§ **Records for this task**

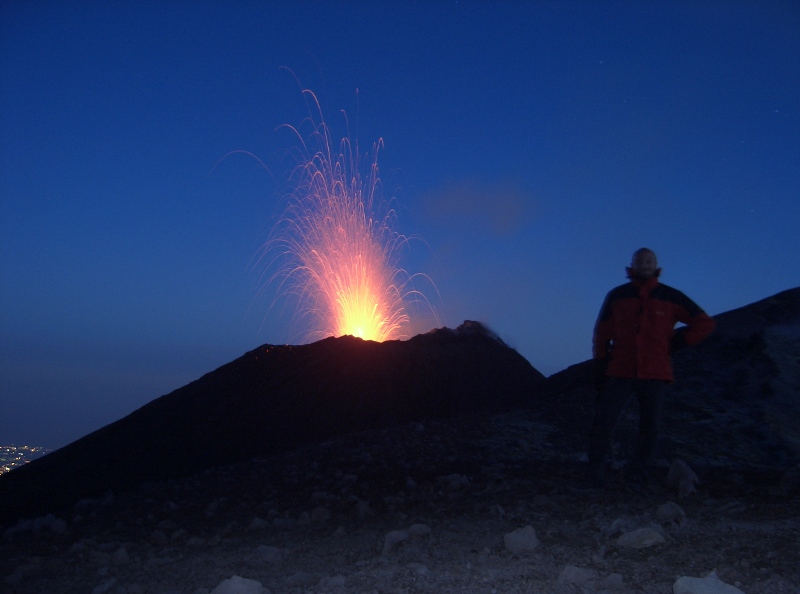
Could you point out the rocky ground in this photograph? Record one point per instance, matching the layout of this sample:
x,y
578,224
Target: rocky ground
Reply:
x,y
471,505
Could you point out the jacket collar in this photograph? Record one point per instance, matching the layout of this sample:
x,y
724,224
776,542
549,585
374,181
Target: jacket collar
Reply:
x,y
643,284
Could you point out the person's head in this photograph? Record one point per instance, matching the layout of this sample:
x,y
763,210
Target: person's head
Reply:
x,y
644,264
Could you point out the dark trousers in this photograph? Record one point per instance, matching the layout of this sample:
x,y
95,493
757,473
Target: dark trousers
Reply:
x,y
611,400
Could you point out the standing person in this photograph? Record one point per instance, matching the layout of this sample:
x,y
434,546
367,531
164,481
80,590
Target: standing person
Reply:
x,y
634,338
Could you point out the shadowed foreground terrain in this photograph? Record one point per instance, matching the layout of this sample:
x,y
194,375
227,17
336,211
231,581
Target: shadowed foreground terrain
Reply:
x,y
467,485
273,399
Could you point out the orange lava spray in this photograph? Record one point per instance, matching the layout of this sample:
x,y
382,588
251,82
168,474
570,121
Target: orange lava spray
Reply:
x,y
334,250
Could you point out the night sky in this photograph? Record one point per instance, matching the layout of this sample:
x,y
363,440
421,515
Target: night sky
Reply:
x,y
530,146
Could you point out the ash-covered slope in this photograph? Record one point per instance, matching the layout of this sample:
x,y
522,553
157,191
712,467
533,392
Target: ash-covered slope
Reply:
x,y
736,398
275,398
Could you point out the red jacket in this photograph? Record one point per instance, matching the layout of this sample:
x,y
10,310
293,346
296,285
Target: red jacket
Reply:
x,y
635,330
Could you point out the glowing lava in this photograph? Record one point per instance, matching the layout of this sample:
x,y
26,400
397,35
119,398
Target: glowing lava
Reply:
x,y
334,251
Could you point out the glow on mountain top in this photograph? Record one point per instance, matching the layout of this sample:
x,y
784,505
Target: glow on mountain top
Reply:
x,y
335,249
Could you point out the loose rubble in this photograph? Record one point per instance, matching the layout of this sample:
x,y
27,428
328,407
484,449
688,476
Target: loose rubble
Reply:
x,y
467,505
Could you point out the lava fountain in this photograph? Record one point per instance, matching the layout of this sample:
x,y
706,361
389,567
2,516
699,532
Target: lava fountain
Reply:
x,y
335,248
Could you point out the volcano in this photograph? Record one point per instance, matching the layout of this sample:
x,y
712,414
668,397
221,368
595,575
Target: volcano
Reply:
x,y
275,398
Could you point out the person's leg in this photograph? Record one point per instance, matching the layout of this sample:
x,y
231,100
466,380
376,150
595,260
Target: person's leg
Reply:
x,y
610,402
648,393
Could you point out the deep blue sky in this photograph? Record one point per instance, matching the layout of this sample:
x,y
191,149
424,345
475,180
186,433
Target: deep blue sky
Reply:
x,y
533,145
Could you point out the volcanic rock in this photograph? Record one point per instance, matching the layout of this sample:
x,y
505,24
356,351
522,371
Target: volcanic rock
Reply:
x,y
735,402
276,398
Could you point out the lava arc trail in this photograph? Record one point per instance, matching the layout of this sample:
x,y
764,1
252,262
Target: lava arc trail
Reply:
x,y
335,248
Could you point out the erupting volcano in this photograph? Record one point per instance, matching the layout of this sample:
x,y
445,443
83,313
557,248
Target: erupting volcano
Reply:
x,y
335,248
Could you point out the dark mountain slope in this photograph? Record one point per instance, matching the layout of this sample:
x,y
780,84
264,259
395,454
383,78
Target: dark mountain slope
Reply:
x,y
736,398
275,398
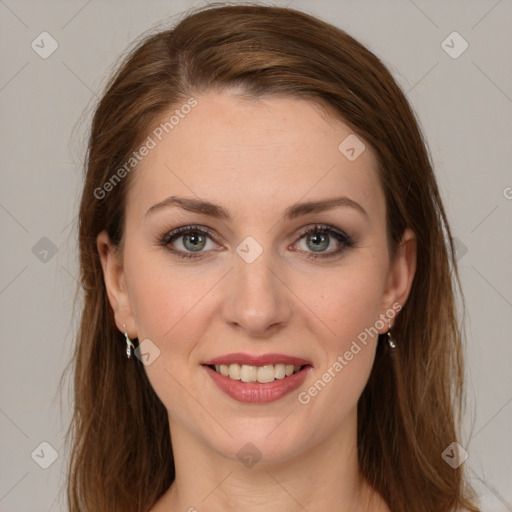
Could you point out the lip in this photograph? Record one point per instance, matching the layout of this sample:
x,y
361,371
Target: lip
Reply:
x,y
255,392
261,360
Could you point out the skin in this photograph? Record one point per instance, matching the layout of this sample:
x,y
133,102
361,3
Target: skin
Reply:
x,y
255,159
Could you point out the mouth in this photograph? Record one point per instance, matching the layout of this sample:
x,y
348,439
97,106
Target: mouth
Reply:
x,y
258,379
251,373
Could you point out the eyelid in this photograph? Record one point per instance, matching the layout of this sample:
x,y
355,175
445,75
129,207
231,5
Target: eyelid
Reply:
x,y
342,238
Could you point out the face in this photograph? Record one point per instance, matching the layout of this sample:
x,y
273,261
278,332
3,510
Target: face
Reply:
x,y
252,240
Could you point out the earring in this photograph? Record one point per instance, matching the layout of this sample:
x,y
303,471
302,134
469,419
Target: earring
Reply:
x,y
129,344
391,341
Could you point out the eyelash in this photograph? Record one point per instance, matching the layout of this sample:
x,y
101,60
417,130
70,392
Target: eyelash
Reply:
x,y
343,239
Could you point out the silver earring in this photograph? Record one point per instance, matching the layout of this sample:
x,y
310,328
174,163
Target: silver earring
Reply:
x,y
391,341
129,343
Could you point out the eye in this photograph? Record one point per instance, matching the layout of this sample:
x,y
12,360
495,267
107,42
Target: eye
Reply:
x,y
187,240
322,241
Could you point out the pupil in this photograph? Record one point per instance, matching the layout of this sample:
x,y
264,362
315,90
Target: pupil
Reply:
x,y
320,241
197,242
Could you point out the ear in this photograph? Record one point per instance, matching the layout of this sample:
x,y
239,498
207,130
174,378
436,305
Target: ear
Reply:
x,y
401,274
115,283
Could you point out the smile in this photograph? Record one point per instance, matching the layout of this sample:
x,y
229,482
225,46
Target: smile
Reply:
x,y
262,374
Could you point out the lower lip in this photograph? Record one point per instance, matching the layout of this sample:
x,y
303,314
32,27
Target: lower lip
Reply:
x,y
255,392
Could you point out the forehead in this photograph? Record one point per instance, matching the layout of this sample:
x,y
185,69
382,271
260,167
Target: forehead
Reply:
x,y
253,154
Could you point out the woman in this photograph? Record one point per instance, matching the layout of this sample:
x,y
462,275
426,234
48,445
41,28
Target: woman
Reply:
x,y
268,320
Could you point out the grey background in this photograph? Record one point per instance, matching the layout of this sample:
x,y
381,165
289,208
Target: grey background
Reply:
x,y
465,107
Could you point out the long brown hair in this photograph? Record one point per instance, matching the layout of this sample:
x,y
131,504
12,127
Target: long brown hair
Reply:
x,y
409,412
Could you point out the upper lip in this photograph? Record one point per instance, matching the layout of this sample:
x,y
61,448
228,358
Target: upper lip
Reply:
x,y
261,360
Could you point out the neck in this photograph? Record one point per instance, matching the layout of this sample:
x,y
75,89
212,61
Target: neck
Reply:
x,y
320,478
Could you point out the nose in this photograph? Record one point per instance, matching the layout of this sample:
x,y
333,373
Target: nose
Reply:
x,y
257,302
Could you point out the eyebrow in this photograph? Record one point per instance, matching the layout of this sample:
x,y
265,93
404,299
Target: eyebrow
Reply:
x,y
292,212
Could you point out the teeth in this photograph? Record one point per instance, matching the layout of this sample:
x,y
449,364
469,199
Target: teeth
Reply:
x,y
262,374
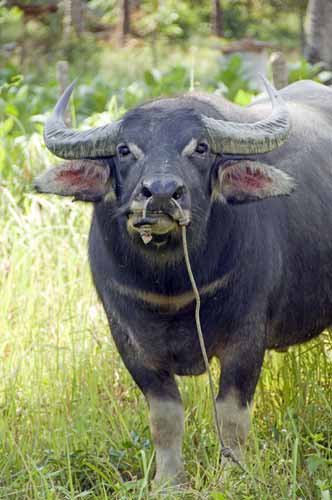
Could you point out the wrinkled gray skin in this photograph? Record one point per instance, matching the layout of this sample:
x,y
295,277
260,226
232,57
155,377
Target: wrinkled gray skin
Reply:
x,y
264,269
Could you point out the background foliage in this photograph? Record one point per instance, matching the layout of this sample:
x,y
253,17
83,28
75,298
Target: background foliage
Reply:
x,y
72,424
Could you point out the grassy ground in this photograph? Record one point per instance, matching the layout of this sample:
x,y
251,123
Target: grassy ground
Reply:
x,y
72,423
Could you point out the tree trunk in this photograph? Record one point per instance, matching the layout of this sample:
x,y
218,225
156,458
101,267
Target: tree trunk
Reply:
x,y
125,20
73,20
217,18
319,32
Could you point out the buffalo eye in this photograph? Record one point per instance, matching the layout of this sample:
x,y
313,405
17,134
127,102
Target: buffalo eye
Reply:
x,y
123,150
202,148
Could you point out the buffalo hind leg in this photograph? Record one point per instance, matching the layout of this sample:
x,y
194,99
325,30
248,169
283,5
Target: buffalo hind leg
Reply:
x,y
240,372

§ **Task details**
Convert the lines from the one containing "Could you point out the buffalo eye" through the end of the entries into a Markdown table with the columns Row and Line. Number each line in Row and omit blank lines.

§ **Answer to the problem**
| Row | Line |
|---|---|
| 1 | Could you point out the buffalo eye in this photograph? Record one point per instance, matching the layout of this sample: |
| 2 | x,y |
| 3 | 313,405 |
| 4 | 17,134 |
| 5 | 127,102 |
| 6 | Target: buffalo eye |
| 7 | Reply: |
| 8 | x,y |
| 9 | 123,150 |
| 10 | 202,148 |
| 11 | Could you point out the buffalo hind leg in this photograph? Record one point per instance, matching the layout of this sample: |
| 12 | x,y |
| 13 | 194,99 |
| 14 | 325,30 |
| 15 | 248,169 |
| 16 | 283,5 |
| 17 | Target: buffalo hind leg |
| 18 | Reply: |
| 19 | x,y |
| 20 | 240,372 |